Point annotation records
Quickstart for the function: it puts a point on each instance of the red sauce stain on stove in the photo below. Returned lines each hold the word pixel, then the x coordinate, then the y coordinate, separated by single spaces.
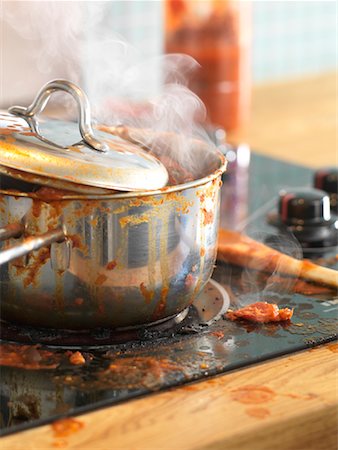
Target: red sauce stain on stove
pixel 333 347
pixel 147 293
pixel 218 334
pixel 252 394
pixel 101 278
pixel 76 358
pixel 258 413
pixel 63 428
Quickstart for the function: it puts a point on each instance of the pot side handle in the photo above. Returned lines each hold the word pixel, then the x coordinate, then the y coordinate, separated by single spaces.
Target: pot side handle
pixel 29 244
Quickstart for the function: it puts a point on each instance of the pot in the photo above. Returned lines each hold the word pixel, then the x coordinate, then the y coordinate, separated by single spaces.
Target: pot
pixel 115 260
pixel 78 260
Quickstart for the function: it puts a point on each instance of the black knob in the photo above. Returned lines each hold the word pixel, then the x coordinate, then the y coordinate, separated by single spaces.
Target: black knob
pixel 304 207
pixel 327 180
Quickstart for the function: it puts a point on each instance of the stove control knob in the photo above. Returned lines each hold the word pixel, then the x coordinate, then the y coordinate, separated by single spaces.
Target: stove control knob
pixel 306 214
pixel 304 207
pixel 327 180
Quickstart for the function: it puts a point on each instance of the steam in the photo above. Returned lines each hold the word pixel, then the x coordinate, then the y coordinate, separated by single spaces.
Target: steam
pixel 124 85
pixel 275 287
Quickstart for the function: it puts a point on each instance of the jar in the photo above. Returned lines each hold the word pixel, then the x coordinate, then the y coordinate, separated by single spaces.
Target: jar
pixel 217 34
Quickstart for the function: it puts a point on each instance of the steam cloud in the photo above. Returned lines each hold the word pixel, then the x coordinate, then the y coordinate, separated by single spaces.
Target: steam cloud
pixel 122 85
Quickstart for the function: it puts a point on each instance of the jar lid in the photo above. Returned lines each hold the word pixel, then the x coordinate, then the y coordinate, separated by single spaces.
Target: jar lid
pixel 69 151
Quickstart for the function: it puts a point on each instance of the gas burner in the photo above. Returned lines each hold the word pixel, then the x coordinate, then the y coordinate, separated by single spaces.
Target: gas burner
pixel 211 304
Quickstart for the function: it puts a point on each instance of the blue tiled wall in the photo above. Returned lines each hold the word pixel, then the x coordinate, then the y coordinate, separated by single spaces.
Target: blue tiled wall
pixel 293 38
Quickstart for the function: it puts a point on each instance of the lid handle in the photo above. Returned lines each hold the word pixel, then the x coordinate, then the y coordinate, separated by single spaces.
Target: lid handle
pixel 82 101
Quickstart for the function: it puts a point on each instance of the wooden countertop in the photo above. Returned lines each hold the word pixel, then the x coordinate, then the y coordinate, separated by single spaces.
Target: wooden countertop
pixel 290 403
pixel 295 121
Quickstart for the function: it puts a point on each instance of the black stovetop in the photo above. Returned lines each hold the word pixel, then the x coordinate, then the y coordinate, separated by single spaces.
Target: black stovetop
pixel 43 385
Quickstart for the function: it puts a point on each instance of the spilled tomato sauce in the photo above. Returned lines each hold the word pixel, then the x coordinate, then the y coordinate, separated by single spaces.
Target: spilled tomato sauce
pixel 66 427
pixel 252 394
pixel 261 312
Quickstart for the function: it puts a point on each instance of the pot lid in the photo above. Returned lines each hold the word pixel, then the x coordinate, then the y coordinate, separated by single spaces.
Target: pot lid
pixel 69 151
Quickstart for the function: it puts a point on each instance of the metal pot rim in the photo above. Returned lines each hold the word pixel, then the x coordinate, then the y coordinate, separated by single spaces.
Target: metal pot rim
pixel 165 190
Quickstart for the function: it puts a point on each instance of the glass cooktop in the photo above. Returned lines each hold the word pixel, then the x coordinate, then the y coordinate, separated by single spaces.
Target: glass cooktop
pixel 41 383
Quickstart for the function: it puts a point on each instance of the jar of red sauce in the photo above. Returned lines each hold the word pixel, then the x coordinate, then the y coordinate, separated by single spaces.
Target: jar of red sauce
pixel 217 33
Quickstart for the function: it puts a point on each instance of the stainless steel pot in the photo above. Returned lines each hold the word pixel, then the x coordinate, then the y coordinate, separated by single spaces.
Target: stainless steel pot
pixel 115 260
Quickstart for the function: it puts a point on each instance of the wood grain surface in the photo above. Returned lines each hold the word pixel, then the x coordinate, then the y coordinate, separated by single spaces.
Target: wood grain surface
pixel 295 121
pixel 286 404
pixel 289 403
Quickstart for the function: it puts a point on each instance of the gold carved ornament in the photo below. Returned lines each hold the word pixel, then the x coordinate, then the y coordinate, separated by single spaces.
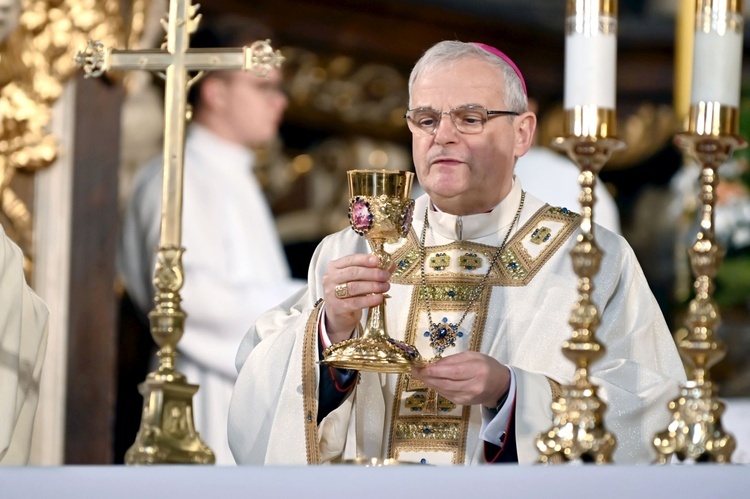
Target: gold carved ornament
pixel 36 59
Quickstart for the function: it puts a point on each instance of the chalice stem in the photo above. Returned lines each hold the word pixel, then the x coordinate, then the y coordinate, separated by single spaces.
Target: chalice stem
pixel 384 258
pixel 375 324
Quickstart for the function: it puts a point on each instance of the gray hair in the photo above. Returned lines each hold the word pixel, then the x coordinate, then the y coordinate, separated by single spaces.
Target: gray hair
pixel 451 51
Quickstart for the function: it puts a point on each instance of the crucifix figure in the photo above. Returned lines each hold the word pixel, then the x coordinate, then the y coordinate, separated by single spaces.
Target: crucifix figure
pixel 167 433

Exercise directions: Print again, unchanged, the lines starting at the one containing "of the spilled" and ending at the one containing "pixel 217 33", with both of those lines included.

Response to the task:
Quickstart for the function: it puts a point on each instance of the spilled tomato sauce in the photo above. Returned lines each hold the word pixel, then the x coordinate, then the y coordinate, separated by single spaces.
Target: spilled tomato sauce
pixel 66 427
pixel 252 394
pixel 261 312
Quickstart for the function: it puts a point on each instance of the pot lid in the photo above. Returned lines each hold the word pixel, then the x coordinate, then the y coordinate, separated by single spaces.
Target: pot lid
pixel 69 151
Quickstart for the function: it puts a point on each instance of the metal pot rim in the photo above. Returned lines each hold the word pixel, then the x coordinate, then the y coordinate, separated by single spaces.
Target: metal pot rim
pixel 165 190
Quickstart for the function: it puts a point on each instance of the glass cooktop in the photo above. Returned lines each hold the word pixel, then the x coordinate, then the y coordinate, separated by single spaces.
Target: glass cooktop
pixel 41 383
Quickstart for the function: it puts a point on each instance of the jar of red sauce in the photo above. Returned lines each hold the word pixel, then the x coordinate, then the y coordinate, separated by single spaces.
Target: jar of red sauce
pixel 217 33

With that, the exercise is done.